▶ STATED GOAL: Your task is to transcribe all of the records exactly and leave out the pictures.

▶ EXTRACTED MATERIAL:

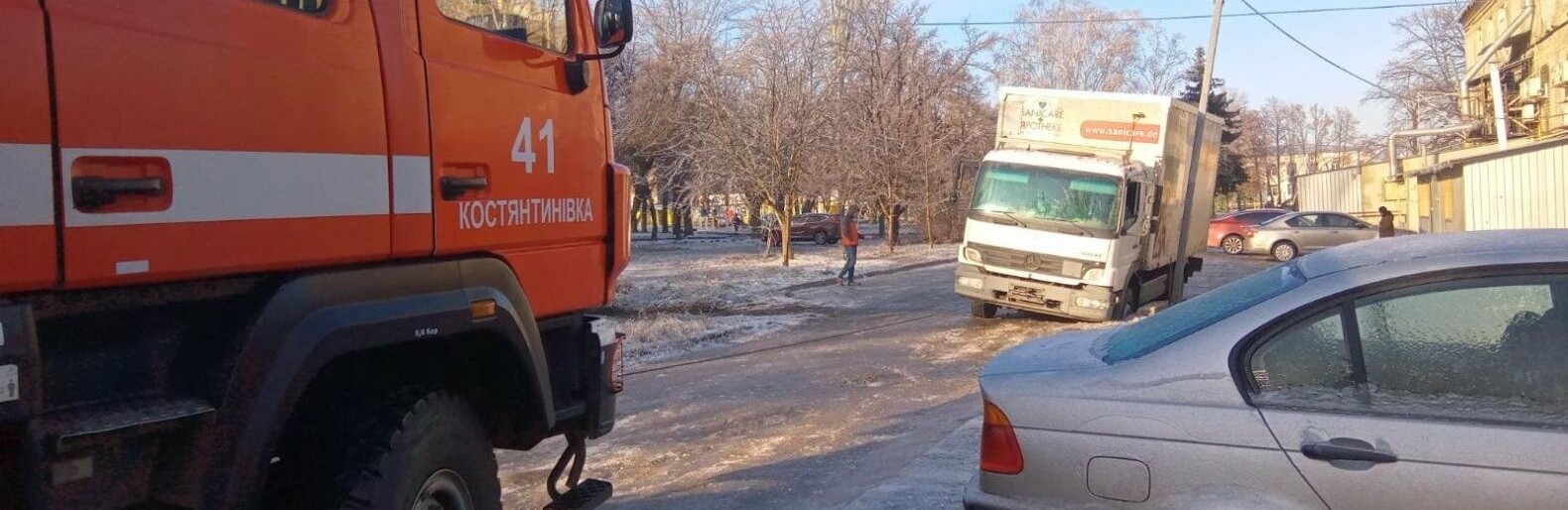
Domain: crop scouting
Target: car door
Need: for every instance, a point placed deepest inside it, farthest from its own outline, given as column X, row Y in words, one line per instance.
column 204, row 137
column 27, row 191
column 1343, row 229
column 1392, row 399
column 519, row 148
column 1305, row 231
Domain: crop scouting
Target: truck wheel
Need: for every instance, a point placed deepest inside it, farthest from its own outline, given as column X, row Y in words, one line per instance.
column 1130, row 296
column 1283, row 251
column 1233, row 243
column 416, row 449
column 981, row 310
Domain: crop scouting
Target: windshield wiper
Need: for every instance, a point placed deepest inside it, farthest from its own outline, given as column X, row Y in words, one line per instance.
column 1082, row 231
column 1008, row 215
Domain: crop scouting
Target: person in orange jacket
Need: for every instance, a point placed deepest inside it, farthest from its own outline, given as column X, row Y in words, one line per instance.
column 850, row 237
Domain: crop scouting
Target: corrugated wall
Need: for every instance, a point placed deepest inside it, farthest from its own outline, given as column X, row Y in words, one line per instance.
column 1330, row 191
column 1526, row 191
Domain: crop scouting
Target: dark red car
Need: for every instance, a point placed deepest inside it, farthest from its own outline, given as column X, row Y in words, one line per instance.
column 819, row 228
column 1227, row 232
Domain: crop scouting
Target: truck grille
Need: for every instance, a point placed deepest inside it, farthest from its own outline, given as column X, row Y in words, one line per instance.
column 1034, row 262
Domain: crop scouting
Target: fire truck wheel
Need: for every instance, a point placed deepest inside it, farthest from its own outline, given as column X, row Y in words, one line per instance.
column 419, row 449
column 981, row 310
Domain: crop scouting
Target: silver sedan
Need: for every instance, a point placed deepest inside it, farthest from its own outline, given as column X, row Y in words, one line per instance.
column 1411, row 372
column 1287, row 236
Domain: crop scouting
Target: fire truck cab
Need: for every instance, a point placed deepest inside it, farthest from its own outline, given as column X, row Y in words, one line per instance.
column 303, row 253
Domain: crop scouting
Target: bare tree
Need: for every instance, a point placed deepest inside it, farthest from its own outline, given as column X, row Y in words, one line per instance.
column 1419, row 82
column 1048, row 49
column 900, row 97
column 762, row 115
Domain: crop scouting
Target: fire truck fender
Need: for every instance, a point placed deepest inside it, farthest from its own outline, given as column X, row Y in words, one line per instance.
column 319, row 318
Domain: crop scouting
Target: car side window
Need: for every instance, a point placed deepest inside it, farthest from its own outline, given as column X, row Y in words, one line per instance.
column 538, row 22
column 1486, row 348
column 1310, row 356
column 1256, row 217
column 1341, row 221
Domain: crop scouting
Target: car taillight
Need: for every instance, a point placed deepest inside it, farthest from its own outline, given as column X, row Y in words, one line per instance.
column 999, row 450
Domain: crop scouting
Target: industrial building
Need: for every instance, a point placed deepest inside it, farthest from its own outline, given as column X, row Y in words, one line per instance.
column 1513, row 169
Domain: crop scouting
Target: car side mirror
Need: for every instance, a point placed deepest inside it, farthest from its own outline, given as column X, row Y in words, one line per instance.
column 613, row 22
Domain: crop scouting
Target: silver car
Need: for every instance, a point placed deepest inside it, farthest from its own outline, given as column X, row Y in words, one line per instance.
column 1287, row 236
column 1410, row 372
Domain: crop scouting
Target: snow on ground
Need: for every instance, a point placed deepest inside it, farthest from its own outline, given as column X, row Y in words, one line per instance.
column 719, row 289
column 667, row 336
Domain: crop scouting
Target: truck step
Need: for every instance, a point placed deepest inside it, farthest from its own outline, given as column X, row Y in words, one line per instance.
column 586, row 496
column 135, row 416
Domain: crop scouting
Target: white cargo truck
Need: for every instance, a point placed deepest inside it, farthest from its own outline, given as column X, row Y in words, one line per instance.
column 1078, row 209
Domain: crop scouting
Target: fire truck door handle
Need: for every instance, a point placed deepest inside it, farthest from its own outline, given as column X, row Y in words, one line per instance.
column 91, row 191
column 455, row 187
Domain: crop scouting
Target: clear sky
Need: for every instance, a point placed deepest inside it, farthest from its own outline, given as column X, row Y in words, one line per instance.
column 1253, row 57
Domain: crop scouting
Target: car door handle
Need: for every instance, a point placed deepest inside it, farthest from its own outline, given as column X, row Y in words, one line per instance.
column 93, row 193
column 1348, row 449
column 455, row 187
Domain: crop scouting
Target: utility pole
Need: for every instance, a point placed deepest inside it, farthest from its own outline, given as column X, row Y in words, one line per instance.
column 1176, row 280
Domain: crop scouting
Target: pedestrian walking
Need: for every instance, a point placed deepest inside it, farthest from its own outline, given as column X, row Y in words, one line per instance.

▶ ANSWER IN FULL:
Domain: crop scouting
Target: car door
Need: for every instance, a point placed deepest inside it, farthest from its own outline, given as column X, row Y in words, one line per instance.
column 204, row 137
column 27, row 191
column 1343, row 229
column 1392, row 399
column 519, row 148
column 1305, row 231
Domain: crop scouting
Target: truck wheel
Need: for every instance, a point placed deepest inside it, farthest from its own outline, given as column X, row Y in words, one line per instance.
column 1130, row 296
column 1283, row 251
column 1233, row 243
column 416, row 449
column 981, row 310
Domain: crop scouting
Target: windshield wiper
Need: for every instance, a point placed deepest inside it, farthest from its own outline, given as column X, row Y in words, one line per instance.
column 1082, row 231
column 1008, row 215
Domain: crop scouting
Target: person in orange jacket
Need: for every instance, a point placed deepest inside it, farthest from its own outline, given as column X, row Y in words, one line per instance.
column 850, row 237
Domain: crop scouting
Target: corrugated wall
Need: for every instance, a point placed deepest inside it, farthest from its own outline, given as column X, row Y in words, one line per instance.
column 1330, row 191
column 1526, row 191
Domain: crop scouting
Target: dark red car
Need: for every instance, a point placed deepest inside it, farthest from its own outline, given as column X, row Y in words, one line per instance.
column 819, row 228
column 1227, row 232
Domain: crop scouting
Target: truck grille
Need: for every instance, a point placed deepest inside it, farthest from its own outline, given as column X, row Y in words, one line per instance.
column 1034, row 262
Domain: crop scouting
Target: fire truck wheel
Need: for every instance, a point placed deepest inside it, farthest from its own outline, given as column X, row Y in words, one line per instance.
column 419, row 449
column 981, row 310
Domain: crop scouting
Target: silver sedan
Need: for every instance, a point placed deepest inside it, farthest from its own outline, given as column X, row Y in words, one line per instance.
column 1411, row 372
column 1287, row 236
Domain: crop scouting
Target: fire truck cab
Need: for every instance, a point placed deepest inside it, farthest from its own outline, given as column X, row Y in words, one line per instance.
column 303, row 253
Domain: crop scouting
Target: bare tree
Need: for every instance, a point placed deepest inside it, farthest from its own outline, given as column X, row Y in words, one line per instance.
column 1419, row 82
column 1048, row 49
column 900, row 97
column 762, row 115
Domain: crop scouting
Target: fire truck fender
Need: for every instance, a point placed deepest inside it, farthest from its own outline, given as column X, row Y in words, one line per instance.
column 319, row 318
Domain: crop scouting
Target: car side window
Need: for every instance, a point placed deepest inside it, farthest from its own outline, given as column X, row Y in words, one line per instance.
column 538, row 22
column 1486, row 348
column 1310, row 356
column 1256, row 217
column 1341, row 221
Domain: crop scouting
Target: car taillight
Need: for every instance, a point placed deepest inside it, farthest from its own outline, given as column X, row Y in words, one line per instance.
column 999, row 450
Domain: crop scouting
Target: industrial building
Need: for every instance, a point placed deepest inside it, farthest from its own outline, given as column X, row Y in words, one line per instance.
column 1513, row 169
Domain: crop scouting
Target: car side mirror
Need: for every instance, a point placed deepest inside it, farthest from its own outline, given as column X, row Y in words, one line per instance.
column 613, row 22
Domain: crop scouting
Target: silver car
Need: for every instance, a point placed deepest inside it, farthest from its own outline, given as column X, row Y in words, one line per instance.
column 1287, row 236
column 1410, row 372
Domain: crop scouting
Target: snow on ground
Need: for every instance, a point placed deepest inside it, farthest from its own outline, given as column X, row Y in words, one line per instance.
column 719, row 289
column 667, row 336
Domain: crop scouting
Target: truck step
Need: for every instance, a point placed deepest inside it, farthest from its own outline, given as column X, row Y in words, one line per instance.
column 586, row 496
column 135, row 416
Domain: crop scouting
Target: white cargo truck
Need: for every instance, a point placed deepest inside it, farthest from its own outline, given as column X, row Y in words, one line per instance.
column 1078, row 209
Domain: crop scouting
Target: fire truck door handle
Need: for every instance, a point placed deepest inside it, farthest from its own outline, given as column X, row Y in words, one line per instance.
column 91, row 191
column 455, row 187
Domain: crop scouting
Target: clear sky
Need: for every instance, a point placed deepest inside it, farthest from its own outline, given as column X, row Y in words, one line per instance.
column 1253, row 57
Domain: crop scouting
Target: car door handle
Need: for every instance, a point placed deepest inside it, farthest from its own outline, given as column X, row Y in words, one line per instance.
column 93, row 193
column 1348, row 449
column 455, row 187
Domain: crop scouting
Target: utility pole
Need: for every instance, a point placed deepest inside it, farthest from its own outline, given as column X, row Y in words, one line per instance.
column 1176, row 280
Domain: crop scouting
Target: pedestrian walking
Need: for every instance, a point placed deepest inside it, farthest from its own outline, given as column X, row Y in words, one line per instance.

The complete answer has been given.